## TASK STATEMENT
Rewrite the material as a numbered list, starting at its first line and running up to and including the line with "[470, 1131]", and omit any blank lines.

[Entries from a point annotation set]

════════

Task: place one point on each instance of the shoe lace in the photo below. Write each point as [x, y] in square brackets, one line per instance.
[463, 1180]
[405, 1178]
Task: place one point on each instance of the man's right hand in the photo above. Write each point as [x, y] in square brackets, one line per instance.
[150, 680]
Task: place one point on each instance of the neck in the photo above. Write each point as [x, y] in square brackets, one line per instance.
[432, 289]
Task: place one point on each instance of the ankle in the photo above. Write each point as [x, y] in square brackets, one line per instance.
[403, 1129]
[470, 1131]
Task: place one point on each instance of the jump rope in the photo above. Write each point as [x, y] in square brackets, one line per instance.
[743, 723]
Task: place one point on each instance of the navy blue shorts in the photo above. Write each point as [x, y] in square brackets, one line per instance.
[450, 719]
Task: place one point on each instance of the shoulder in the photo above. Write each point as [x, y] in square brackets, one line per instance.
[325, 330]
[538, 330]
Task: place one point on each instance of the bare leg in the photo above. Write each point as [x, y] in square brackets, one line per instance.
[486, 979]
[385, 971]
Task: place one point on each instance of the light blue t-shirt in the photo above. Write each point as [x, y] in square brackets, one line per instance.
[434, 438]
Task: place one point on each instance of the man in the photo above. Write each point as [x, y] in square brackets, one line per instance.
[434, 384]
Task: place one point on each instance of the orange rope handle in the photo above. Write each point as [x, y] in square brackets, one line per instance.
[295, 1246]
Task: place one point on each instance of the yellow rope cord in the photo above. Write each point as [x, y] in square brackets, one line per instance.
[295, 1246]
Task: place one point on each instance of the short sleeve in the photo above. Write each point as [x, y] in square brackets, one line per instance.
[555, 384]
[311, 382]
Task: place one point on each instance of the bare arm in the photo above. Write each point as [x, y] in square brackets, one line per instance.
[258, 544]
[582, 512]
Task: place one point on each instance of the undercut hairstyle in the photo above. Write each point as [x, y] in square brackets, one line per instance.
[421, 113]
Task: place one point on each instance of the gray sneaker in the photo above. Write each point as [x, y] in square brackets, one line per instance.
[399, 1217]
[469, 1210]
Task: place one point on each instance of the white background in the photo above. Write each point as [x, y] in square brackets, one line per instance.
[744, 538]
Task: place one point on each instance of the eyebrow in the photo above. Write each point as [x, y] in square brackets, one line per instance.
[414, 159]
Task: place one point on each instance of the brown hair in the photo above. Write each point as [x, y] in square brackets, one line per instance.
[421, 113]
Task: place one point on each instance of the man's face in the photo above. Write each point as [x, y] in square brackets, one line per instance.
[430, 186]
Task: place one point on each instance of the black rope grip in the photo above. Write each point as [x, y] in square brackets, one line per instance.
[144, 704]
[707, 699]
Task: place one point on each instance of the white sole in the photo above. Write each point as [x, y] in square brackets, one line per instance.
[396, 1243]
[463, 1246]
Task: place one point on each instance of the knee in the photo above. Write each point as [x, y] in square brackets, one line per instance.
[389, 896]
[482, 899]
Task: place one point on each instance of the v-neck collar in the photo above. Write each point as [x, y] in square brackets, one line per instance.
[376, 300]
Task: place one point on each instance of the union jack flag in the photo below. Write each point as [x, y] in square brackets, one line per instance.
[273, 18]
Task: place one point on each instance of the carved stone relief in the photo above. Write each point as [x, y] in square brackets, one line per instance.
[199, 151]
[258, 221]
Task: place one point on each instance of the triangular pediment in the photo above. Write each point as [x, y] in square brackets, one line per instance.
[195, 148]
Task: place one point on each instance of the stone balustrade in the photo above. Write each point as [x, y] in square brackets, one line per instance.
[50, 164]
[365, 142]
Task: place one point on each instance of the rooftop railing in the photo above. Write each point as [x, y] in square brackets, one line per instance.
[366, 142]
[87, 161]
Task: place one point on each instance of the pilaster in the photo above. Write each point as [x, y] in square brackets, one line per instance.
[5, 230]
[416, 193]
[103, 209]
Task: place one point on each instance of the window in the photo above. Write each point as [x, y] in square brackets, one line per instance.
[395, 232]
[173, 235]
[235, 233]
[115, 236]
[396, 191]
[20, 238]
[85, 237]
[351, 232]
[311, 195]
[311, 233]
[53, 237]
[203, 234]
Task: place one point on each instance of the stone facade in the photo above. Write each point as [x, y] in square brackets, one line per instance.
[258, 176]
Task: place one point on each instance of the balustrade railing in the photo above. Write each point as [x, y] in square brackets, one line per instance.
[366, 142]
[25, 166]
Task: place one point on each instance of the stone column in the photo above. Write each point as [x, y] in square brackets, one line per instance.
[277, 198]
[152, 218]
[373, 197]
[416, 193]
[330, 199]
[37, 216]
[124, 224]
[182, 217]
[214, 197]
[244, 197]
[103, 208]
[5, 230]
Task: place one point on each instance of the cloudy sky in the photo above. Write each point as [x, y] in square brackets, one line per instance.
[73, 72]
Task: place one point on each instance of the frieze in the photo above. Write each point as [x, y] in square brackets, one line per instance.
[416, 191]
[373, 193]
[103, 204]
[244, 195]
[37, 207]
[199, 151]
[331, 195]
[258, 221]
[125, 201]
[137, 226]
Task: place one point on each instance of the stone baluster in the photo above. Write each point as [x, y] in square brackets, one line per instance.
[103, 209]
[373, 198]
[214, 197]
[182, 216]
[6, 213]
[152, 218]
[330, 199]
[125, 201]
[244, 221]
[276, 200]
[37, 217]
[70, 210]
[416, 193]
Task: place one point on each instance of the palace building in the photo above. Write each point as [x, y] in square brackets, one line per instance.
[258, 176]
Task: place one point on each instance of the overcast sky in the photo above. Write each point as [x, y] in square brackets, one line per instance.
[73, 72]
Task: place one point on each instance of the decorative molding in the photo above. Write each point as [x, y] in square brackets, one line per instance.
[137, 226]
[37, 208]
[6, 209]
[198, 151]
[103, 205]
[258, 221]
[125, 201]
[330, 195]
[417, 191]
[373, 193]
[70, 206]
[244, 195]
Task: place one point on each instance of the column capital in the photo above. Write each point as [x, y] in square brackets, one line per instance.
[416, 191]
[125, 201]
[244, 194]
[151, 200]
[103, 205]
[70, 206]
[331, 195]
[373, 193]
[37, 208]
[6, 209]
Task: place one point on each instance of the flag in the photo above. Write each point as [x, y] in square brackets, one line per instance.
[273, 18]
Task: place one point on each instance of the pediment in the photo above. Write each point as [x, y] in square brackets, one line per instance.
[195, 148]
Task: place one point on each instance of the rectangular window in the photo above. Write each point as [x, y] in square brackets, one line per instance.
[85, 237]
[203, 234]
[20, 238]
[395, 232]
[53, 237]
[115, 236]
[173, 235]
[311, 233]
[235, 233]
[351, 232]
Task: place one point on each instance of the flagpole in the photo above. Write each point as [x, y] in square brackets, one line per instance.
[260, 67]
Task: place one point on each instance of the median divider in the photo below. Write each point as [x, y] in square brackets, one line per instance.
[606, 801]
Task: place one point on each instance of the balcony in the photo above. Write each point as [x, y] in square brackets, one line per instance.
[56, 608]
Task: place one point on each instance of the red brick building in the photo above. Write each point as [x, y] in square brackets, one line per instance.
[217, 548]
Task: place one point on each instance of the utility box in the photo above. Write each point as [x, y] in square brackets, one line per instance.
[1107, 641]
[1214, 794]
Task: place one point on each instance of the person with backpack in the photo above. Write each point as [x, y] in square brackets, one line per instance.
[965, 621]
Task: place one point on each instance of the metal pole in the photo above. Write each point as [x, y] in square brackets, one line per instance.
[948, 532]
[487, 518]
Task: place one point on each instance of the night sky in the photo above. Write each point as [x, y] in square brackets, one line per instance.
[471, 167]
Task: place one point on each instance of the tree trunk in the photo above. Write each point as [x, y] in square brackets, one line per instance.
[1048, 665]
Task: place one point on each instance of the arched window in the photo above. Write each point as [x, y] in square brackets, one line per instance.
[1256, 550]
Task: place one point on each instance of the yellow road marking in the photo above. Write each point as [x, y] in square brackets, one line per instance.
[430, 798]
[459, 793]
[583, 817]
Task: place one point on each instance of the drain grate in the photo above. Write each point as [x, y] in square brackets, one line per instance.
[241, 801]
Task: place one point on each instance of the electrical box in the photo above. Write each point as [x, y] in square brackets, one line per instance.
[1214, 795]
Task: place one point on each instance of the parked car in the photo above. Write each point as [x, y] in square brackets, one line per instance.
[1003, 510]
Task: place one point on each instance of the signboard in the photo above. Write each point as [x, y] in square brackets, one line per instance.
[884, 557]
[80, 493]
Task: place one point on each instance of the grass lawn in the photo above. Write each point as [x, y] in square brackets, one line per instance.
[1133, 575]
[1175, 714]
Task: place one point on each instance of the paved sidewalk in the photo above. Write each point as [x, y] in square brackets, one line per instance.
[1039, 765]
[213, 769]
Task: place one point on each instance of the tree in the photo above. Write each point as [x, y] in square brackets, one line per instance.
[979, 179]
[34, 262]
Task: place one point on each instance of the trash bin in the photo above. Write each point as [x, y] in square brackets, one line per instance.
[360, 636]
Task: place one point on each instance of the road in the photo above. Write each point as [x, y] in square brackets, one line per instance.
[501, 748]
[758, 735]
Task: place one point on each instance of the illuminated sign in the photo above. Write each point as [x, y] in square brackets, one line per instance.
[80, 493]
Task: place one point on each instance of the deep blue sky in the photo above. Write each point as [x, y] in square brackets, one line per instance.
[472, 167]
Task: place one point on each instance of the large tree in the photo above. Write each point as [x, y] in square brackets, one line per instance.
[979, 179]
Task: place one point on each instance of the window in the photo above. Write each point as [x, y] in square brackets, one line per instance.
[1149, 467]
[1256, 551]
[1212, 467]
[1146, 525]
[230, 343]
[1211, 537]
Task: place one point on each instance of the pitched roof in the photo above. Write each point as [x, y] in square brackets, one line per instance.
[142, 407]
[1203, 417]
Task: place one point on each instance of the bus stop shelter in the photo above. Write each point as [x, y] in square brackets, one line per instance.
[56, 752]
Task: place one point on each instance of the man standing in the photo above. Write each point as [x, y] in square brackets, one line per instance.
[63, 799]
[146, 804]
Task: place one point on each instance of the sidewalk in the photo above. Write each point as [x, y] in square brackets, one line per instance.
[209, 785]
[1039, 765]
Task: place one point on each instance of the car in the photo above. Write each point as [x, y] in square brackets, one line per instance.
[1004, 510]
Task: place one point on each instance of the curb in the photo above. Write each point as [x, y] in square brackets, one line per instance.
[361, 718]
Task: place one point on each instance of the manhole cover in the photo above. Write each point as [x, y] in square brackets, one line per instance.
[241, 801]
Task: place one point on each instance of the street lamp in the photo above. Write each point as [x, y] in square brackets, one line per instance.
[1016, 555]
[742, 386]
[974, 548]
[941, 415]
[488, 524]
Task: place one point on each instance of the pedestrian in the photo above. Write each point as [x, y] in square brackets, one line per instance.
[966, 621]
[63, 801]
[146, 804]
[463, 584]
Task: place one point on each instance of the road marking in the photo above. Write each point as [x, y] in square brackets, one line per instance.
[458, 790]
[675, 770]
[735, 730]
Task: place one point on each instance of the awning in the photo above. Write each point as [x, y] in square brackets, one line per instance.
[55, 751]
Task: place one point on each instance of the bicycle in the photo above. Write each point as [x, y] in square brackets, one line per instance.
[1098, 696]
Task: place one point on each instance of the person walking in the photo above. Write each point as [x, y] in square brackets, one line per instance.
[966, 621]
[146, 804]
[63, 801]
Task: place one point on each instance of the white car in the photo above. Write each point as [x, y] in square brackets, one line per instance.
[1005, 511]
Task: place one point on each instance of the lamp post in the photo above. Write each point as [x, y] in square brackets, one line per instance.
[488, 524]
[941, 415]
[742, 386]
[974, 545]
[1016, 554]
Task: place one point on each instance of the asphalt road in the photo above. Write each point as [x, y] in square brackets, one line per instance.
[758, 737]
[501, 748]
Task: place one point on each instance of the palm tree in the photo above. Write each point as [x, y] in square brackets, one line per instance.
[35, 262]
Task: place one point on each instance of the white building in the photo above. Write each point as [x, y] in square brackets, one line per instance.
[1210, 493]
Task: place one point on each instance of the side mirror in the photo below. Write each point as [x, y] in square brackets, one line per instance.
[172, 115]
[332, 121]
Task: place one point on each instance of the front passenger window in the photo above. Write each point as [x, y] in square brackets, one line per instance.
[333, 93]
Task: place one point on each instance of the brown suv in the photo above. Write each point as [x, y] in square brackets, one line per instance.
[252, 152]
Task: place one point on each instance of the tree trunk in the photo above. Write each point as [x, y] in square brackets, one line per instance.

════════

## OUTPUT OF THE TASK
1. Task: place one point on each instance of the shoe lace in the photo below. Write each point as [x, y] in square brackets, one line per instance.
2. [463, 1180]
3. [405, 1178]
4. Task: place one point on each instance of the man's right hand in the photo above. Write each point as [x, y] in square brackets, one line per instance.
5. [150, 680]
6. Task: place one point on each instance of the neck in the photo above. Write each point as [x, y] in square brackets, one line per instance.
7. [432, 289]
8. Task: place one point on each instance of the ankle in the photo above. Write each point as [x, y] in square brackets, one line per instance.
9. [403, 1129]
10. [470, 1131]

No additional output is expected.